▶ [What is needed]
Rewrite the listing from the line with "Task: point to every instance of the young" to the line with "[[336, 223]]", both lines included, with the requests kept. Offset every coordinate in the answers by adding 54.

(Dataset entries)
Start

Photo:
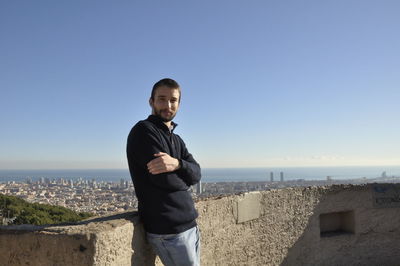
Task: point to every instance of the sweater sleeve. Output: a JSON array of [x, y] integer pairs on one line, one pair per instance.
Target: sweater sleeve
[[190, 170], [142, 144]]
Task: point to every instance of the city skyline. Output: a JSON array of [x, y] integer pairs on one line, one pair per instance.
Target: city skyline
[[264, 84]]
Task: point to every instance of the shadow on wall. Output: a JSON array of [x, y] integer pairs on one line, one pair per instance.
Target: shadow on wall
[[347, 229], [142, 252]]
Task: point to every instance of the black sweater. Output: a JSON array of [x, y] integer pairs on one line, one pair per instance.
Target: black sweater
[[165, 204]]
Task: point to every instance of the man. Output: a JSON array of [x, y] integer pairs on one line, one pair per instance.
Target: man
[[162, 172]]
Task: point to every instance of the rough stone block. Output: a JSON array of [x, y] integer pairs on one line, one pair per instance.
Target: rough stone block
[[247, 207]]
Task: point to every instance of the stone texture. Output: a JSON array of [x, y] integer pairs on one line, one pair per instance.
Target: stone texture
[[247, 207]]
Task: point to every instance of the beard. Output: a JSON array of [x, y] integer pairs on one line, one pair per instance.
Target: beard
[[165, 117]]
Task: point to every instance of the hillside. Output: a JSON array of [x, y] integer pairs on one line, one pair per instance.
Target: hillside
[[35, 213]]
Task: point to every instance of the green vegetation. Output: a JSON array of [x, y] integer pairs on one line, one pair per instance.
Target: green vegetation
[[37, 214]]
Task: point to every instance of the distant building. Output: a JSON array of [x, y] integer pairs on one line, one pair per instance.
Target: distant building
[[199, 188]]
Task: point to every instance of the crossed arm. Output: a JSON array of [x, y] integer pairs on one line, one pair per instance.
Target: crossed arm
[[145, 151], [163, 163]]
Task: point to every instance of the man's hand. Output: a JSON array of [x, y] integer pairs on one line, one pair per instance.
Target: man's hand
[[162, 164]]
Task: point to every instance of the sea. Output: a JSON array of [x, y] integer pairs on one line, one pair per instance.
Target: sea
[[215, 174]]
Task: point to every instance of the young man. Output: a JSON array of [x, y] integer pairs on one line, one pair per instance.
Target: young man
[[162, 171]]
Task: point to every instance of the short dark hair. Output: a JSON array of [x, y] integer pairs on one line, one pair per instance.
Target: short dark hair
[[167, 82]]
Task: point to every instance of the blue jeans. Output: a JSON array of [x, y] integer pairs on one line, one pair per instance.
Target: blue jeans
[[181, 249]]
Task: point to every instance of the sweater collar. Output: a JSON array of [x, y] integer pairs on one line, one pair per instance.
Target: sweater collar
[[160, 124]]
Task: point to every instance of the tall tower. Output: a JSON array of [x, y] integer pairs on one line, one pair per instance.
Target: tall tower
[[199, 188]]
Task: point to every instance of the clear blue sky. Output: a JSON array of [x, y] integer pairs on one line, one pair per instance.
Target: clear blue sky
[[265, 83]]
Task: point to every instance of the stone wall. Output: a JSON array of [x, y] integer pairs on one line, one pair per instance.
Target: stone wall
[[337, 225]]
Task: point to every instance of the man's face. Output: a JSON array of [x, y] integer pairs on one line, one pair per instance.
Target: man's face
[[165, 103]]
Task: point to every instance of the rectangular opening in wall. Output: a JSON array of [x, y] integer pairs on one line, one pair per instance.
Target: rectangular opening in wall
[[336, 223]]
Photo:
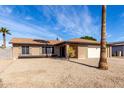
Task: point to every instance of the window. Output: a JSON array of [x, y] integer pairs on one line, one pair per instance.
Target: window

End

▶ [Reply to the exercise]
Task: point to every instance of the young man. Output: a JSON array of [x, y] integer pairs on one line, one pair per instance.
Target: young man
[[216, 225]]
Task: point to every instance of the short dark hair. Output: a JSON array of [x, y] integer pairs on one line, one pair per instance.
Target: short dark hair
[[221, 136]]
Task: point to every instance of the blue jeans. Output: a JSON array of [x, y] integer pairs on one line, one pair per instance.
Target: blue jeans
[[235, 303]]
Task: point to every instance of the sweater collar. Output: a JSON array of [x, y] integer pairs on one line, one pair per instance.
Target: sweater collar
[[214, 178]]
Task: point to every instance of the tall tower. Output: a JSON array of [x, y] integer pairs on one line, one pair per instance.
Target: tall tower
[[253, 242]]
Task: point to every instance of the clear blue sky. Output: a JSON array of [x, y] integer pairs on one line, one pair per instance.
Target: clear blue sky
[[319, 137]]
Task: point to every instance of the stone wall. Output: a JSON array of [x, y] integer pairs on one line, one pair per instance.
Target: stone wall
[[391, 279]]
Task: point to every instance of the man's face. Output: a JSON array of [x, y] integer pairs on one line, one pair per instance.
Target: man's face
[[219, 157]]
Task: point to every instance of the rectangular opening in wall. Output: a JSON array of [x, y] integer pairs on one line, one pair per instance.
Target: rectangular opening in wall
[[390, 277]]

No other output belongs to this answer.